:: Selected extract
The Heroes of Nursing

April 12, 2013

By Catherine A. Rothenberger

All nurses are heroes in their own right, providing vital care to patients in hospitals fraught in recent years by fervent understaffing and budget cuts. But those nurses that have served during wartime efforts, among the ranks of the army and navy, should be particularly lauded for their dedication to both patients and staff during these chaotic, and often deprived, times.

One such example was Mildred Dalton, who passed away this March. Mrs. (Dalton) Manning was the last surviving ‘angel’ of the “Angels of Bataan and Corregidor”. These were army and navy nurses during World War II who, when the Japanese were overrunning the Philippines in early 1942, treated wounded, dying and disease-ridden soldiers under heavy enemy fire in one of the darkest chapters of American military history.

A total of 66 army nurses were taken into captivity by the Japanese after the Americans’ final outpost—on the island of Corregidor—fell in May 1942. They spent most of the war under guard at Japan’s Santo Tomas internment camp for foreign nationals in Manila, where they faced near-starvation and were ravaged by disease and malnutrition while treating nearly 4,000 men, women and children.

Mrs. Manning—Lt. Mildred Dalton during the war—and her fellow nurses subsisted on one or two bowls of rice a day in the last stages of their imprisonment. She lost all her teeth due to poor nutrition. These army nurses received Bronze Stars and a message of gratitude from President Franklin D. Roosevelt.

Nurses who have served in the military have created and advanced the profession of nursing to where it is today. Case in point, Florence Nightingale began her practice on the battlefield during the Crimean War, calling attention to the filthy conditions under which the soldiers were cared for. The healthcare system today could benefit from a few more of these nurse heroes.

As a former nurse myself, I’ve had the privilege of being taught and mentored by nurses who were veterans of the Korean War and Vietnam War. They had a no nonsense, ‘grab hold and do it’ attitude about patient care that was strong, practical and compassionate.

Now, in my career as a lawyer, I aim to provide the same compassionate care to clients who have been injured through no fault of their own. As Ms. Nightingale once said, “The very first requirement in a hospital is that it should do the sick no harm.” She was right—and, like her nursing peers, kept patient safety at the forefront hospital care.
::::
:: Data supplied
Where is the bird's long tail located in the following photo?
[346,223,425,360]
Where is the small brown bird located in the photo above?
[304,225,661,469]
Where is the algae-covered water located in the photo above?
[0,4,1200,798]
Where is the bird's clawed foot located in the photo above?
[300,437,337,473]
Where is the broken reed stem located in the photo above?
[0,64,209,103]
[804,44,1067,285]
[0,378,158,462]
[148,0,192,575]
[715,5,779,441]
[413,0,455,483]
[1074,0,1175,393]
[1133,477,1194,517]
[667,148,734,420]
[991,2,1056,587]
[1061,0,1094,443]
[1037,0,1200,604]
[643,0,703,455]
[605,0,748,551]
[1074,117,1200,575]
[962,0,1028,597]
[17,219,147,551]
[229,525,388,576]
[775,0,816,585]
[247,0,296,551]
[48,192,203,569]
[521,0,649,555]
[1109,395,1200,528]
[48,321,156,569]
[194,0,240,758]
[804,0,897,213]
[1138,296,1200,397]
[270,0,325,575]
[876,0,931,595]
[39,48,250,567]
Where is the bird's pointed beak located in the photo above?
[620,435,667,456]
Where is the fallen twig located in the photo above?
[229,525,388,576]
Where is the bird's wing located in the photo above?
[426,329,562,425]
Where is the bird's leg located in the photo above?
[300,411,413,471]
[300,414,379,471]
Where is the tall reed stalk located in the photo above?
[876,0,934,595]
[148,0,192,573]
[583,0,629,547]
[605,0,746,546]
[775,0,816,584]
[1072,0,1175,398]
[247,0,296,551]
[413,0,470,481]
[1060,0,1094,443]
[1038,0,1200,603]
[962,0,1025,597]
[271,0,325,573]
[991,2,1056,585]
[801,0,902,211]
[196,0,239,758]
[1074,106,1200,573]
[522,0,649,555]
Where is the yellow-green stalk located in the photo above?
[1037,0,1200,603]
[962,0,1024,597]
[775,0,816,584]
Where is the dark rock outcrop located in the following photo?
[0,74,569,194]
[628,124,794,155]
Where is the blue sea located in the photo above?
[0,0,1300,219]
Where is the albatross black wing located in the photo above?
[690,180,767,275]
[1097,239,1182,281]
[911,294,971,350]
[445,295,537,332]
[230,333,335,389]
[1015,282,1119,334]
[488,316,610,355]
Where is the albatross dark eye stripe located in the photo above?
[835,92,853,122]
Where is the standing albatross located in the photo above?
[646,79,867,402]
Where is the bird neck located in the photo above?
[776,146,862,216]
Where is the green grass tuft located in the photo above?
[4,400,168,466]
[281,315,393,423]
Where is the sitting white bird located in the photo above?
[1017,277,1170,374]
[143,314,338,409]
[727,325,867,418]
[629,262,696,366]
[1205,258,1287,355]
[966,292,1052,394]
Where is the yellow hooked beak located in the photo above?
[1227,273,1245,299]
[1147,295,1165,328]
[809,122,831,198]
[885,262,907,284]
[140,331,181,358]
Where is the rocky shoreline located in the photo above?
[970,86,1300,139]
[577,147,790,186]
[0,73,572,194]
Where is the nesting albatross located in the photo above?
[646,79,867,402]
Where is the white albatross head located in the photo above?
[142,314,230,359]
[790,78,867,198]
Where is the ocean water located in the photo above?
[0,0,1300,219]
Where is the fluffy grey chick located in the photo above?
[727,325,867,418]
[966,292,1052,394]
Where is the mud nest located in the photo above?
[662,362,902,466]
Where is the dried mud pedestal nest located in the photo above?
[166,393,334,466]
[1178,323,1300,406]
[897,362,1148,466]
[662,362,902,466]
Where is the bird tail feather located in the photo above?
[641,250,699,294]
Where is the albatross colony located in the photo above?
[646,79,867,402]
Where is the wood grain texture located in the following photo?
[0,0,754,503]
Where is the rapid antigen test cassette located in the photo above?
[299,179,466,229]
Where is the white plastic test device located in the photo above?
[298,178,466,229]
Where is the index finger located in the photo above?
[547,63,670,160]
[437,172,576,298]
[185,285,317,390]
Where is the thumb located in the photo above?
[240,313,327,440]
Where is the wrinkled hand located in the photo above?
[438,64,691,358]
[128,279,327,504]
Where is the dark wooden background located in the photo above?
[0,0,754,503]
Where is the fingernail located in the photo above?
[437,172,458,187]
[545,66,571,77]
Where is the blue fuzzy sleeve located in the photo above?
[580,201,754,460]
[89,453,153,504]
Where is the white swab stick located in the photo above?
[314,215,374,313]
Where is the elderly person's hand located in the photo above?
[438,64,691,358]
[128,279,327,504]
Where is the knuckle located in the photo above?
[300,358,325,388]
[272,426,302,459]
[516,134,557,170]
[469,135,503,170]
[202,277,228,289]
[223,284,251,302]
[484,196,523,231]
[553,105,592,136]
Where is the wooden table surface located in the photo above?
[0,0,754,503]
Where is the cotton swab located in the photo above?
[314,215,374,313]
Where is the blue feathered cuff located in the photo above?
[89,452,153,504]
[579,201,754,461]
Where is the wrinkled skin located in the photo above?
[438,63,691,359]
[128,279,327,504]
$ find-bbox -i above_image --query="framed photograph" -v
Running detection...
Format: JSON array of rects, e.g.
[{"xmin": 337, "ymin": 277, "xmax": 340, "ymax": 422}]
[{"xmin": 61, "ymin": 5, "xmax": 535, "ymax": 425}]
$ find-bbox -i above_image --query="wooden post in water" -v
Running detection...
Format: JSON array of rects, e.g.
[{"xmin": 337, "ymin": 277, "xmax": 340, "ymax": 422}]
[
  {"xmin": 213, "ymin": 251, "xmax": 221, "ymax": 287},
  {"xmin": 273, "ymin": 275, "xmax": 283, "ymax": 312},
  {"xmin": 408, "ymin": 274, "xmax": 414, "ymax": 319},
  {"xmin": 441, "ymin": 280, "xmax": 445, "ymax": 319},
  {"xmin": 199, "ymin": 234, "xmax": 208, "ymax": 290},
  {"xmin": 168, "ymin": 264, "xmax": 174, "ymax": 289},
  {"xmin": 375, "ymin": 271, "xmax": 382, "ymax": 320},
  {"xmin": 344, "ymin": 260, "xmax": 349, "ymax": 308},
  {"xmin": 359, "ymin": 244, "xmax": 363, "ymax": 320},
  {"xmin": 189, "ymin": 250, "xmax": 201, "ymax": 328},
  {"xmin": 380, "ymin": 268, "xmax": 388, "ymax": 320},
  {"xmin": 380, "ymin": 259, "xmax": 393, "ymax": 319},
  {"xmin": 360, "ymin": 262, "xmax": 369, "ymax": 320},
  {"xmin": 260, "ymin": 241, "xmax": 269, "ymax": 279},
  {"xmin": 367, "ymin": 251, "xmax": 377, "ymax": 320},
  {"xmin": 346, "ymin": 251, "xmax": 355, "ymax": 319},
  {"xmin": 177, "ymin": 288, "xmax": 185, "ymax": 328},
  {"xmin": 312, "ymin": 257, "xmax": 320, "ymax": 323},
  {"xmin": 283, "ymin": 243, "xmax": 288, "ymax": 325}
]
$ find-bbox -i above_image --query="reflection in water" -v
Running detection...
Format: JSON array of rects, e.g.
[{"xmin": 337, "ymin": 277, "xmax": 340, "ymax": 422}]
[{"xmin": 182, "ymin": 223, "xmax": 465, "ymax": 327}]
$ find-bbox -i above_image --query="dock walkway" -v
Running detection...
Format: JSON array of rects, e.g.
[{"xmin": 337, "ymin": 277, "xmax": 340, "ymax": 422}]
::::
:: Work instructions ::
(A) Answer these questions about the article on nursing heroes:
(i) How many army nurses were taken into captivity by the Japanese after Corregidor fell?
(ii) What did Mrs. Manning lose due to poor nutrition?
(iii) During which war did Florence Nightingale begin her practice?
(B) Write out the part of the article on nursing heroes between "As a former" and "forefront hospital care.", inclusive.
This material is separate from the article on nursing heroes.

:: List of answers ::
(A)
(i) 66
(ii) All her teeth
(iii) The Crimean War

(B)
As a former nurse myself, I’ve had the privilege of being taught and mentored by nurses who were veterans of the Korean War and Vietnam War. They had a no nonsense, ‘grab hold and do it’ attitude about patient care that was strong, practical and compassionate.

Now, in my career as a lawyer, I aim to provide the same compassionate care to clients who have been injured through no fault of their own. As Ms. Nightingale once said, “The very first requirement in a hospital is that it should do the sick no harm.” She was right—and, like her nursing peers, kept patient safety at the forefront hospital care.